# Saved entries
-- Opening Marker --
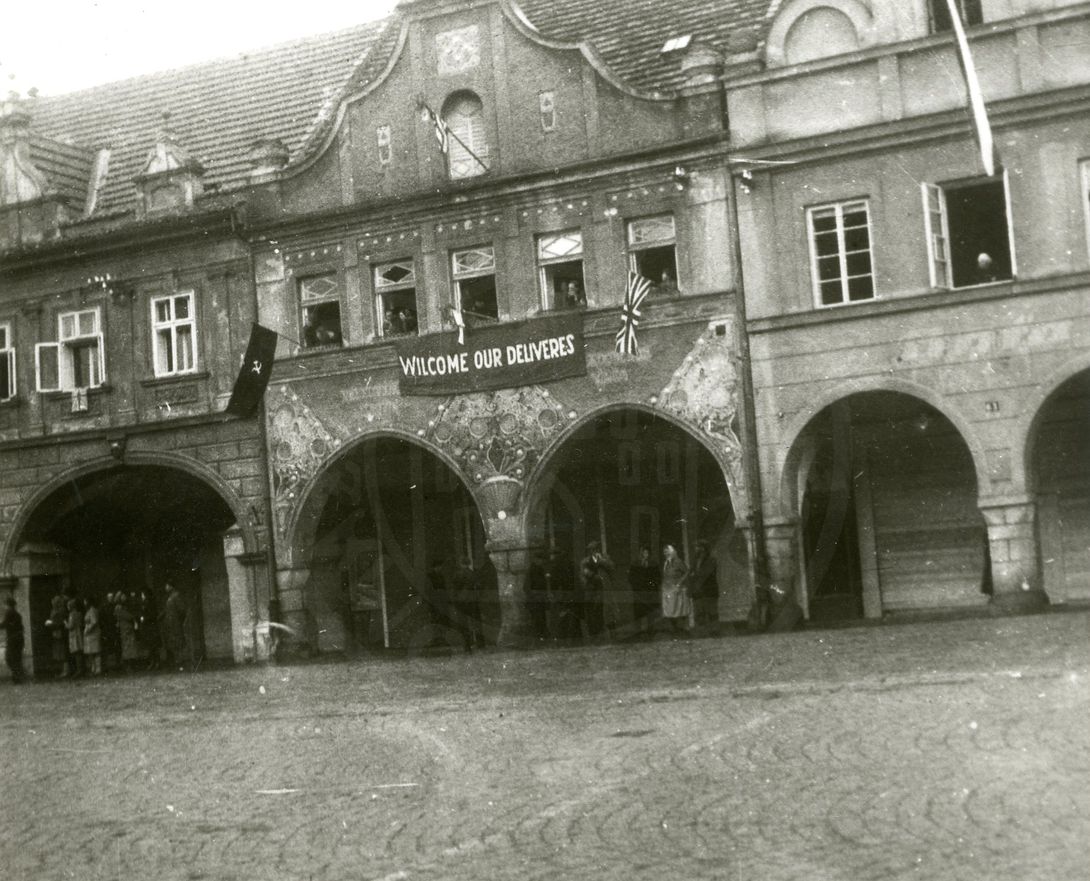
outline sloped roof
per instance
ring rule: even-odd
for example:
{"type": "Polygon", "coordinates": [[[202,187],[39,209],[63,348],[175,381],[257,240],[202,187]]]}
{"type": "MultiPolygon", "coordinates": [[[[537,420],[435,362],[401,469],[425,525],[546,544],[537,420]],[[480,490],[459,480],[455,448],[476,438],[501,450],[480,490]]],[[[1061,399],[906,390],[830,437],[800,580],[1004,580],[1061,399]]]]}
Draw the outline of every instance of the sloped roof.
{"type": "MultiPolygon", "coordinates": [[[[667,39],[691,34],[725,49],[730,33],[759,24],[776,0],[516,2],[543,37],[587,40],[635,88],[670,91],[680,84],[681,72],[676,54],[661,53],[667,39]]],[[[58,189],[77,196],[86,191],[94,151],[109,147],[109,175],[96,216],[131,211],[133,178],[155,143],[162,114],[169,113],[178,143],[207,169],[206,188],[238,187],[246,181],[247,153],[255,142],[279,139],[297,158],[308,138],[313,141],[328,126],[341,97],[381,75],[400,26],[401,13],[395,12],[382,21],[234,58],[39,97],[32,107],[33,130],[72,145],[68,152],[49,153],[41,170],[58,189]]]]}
-- Closing Marker --
# EXERCISE BRIEF
Print each record exactly as it stands, leaving the images out.

# YOUR RESPONSE
outline sloped roof
per instance
ring rule: even-odd
for example:
{"type": "Polygon", "coordinates": [[[202,187],[39,209],[63,348],[175,381],[257,240],[202,187]]]}
{"type": "MultiPolygon", "coordinates": [[[[537,420],[435,362],[401,469],[425,525],[546,544],[537,420]],[[480,490],[459,480],[455,448],[476,438],[501,450],[480,490]]],[[[1061,399],[906,390],[830,437],[800,580],[1004,580],[1061,399]]]]}
Draw the outline of every instance of the sloped roof.
{"type": "MultiPolygon", "coordinates": [[[[667,39],[691,34],[725,49],[730,33],[759,24],[776,0],[516,2],[543,37],[587,40],[635,88],[670,91],[680,84],[681,72],[676,54],[661,53],[667,39]]],[[[58,189],[77,196],[86,191],[94,151],[109,147],[109,175],[96,216],[131,211],[133,178],[155,143],[162,114],[169,113],[178,143],[207,169],[206,188],[238,187],[246,181],[247,153],[255,142],[279,139],[297,158],[308,138],[313,141],[328,126],[341,97],[381,75],[400,26],[401,13],[395,12],[382,21],[234,58],[39,97],[32,107],[33,130],[72,145],[68,152],[49,153],[41,170],[58,189]]]]}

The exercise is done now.